* Esercizio breve 1:
Riporta in un elenco numerato, senza righe vuote, soltanto il tratto dei record che va dalla riga contenente "For the benchmark, mark every instance of the black" fino alla fine dei record, estremi compresi.

---- Brano scelto

NICARAGUA
Messaggio dei Vescovi
al
termine dell'Assemblea Plenaria svoltasi a León
[sintesi]
"Noi
Vescovi membri della Conferenza Episcopale del Nicaragua, nella
riunione ordinaria tenutasi a León il 23 maggio del presente anno,
dopo aver chiesto l'illuminazione dello Spirito Santo e della
Vergine Madre della Chiesa, abbiamo riflettuto sulla situazione del
nostro Paese e abbiamo constatato quanto segue.
1.-
In molti cattolici, alcuni dei quali occupano posti di responsabilità
nel Paese, non vi è coerenza fra fede e vita, in quanto le loro
opere si dimostrano contrarie ai comandamenti di Dio e della Chiesa.
2.-
La violenza che esiste sia in campagna sia in città è molto grave
e mette a rischio la sicurezza personale e la convivenza sociale fra
i nicaraguensi. Ad aggravare la situazione vi è il fatto che molto
spesso la violenza non viene evitata né controllata da quanti, pur
avendone la capacità, i mezzi e il dovere non lo fanno.

--------
---- Materiale da elaborare

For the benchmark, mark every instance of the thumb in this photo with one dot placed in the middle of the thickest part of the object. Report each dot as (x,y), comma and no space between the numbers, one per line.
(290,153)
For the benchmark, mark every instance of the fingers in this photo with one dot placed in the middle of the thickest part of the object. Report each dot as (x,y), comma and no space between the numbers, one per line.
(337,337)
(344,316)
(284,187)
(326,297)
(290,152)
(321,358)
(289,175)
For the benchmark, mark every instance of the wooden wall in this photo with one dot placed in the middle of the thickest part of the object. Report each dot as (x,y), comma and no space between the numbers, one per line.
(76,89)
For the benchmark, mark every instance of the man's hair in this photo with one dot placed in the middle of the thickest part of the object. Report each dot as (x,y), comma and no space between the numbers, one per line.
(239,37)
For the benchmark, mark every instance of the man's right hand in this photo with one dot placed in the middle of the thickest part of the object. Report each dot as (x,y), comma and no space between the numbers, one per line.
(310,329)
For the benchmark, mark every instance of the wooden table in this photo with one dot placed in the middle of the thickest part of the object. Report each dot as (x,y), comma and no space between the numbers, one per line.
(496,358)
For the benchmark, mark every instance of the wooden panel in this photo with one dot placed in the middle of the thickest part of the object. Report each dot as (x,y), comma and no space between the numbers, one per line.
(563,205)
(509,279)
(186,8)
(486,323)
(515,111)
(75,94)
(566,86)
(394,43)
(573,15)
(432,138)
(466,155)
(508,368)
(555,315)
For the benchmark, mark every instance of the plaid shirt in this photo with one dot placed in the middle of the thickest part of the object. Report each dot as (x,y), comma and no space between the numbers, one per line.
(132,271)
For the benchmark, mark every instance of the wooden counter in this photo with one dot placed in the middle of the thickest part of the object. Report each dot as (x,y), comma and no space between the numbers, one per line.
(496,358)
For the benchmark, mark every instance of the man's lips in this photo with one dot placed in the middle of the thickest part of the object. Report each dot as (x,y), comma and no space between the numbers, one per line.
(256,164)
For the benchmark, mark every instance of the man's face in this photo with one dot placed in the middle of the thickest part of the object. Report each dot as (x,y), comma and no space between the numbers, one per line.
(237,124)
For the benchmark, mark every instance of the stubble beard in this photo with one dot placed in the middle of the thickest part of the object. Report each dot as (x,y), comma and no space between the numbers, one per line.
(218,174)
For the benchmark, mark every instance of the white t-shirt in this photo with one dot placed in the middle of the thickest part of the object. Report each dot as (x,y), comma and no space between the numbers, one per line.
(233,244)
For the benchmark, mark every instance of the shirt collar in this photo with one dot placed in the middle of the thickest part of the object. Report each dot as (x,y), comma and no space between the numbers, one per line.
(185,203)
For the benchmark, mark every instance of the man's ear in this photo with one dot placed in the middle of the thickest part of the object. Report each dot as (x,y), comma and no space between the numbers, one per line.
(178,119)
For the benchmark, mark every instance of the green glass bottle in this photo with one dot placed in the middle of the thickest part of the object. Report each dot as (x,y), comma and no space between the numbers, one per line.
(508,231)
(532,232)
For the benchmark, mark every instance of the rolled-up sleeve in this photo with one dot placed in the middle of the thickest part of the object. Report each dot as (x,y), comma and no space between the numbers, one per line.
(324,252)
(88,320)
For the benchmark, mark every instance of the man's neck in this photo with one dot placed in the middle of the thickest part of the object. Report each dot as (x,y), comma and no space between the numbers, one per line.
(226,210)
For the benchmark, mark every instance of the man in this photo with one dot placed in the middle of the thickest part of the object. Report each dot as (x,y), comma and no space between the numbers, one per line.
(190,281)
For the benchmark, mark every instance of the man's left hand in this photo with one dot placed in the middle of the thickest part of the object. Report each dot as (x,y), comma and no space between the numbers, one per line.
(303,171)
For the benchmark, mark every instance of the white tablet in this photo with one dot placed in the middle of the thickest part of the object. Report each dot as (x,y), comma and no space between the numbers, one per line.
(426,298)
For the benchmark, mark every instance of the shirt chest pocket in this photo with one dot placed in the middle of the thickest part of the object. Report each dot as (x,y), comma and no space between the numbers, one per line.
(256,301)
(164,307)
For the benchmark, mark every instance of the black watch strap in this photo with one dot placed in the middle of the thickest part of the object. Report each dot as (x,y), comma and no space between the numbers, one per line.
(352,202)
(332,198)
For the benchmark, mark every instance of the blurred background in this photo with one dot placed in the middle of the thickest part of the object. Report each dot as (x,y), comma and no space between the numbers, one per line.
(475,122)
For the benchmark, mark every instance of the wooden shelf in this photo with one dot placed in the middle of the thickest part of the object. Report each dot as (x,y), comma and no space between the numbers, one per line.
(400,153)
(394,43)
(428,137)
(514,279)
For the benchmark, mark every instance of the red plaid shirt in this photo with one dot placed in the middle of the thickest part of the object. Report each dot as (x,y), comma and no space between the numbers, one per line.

--------

* Esercizio breve 2:
Rispondi a queste domande sul messaggio dei vescovi:
(a) In quale città e in quale giorno si è tenuta la riunione ordinaria?
(b) A che cosa si dimostrano contrarie le opere di molti cattolici?
(c) In quali luoghi esiste la violenza di cui parla il messaggio?

* Risultato 1:
1. For the benchmark, mark every instance of the black watch strap in this photo with one dot placed in the middle of the thickest part of the object. Report each dot as (x,y), comma and no space between the numbers, one per line.
2. (352,202)
3. (332,198)
4. For the benchmark, mark every instance of the blurred background in this photo with one dot placed in the middle of the thickest part of the object. Report each dot as (x,y), comma and no space between the numbers, one per line.
5. (475,122)
6. For the benchmark, mark every instance of the wooden shelf in this photo with one dot placed in the middle of the thickest part of the object. Report each dot as (x,y), comma and no space between the numbers, one per line.
7. (400,153)
8. (394,43)
9. (428,137)
10. (514,279)
11. For the benchmark, mark every instance of the red plaid shirt in this photo with one dot placed in the middle of the thickest part of the object. Report each dot as (x,y), comma and no space between the numbers, one per line.

* Risultato 2:
(a) A León, il 23 maggio.
(b) Ai comandamenti di Dio e della Chiesa.
(c) Sia in campagna sia in città.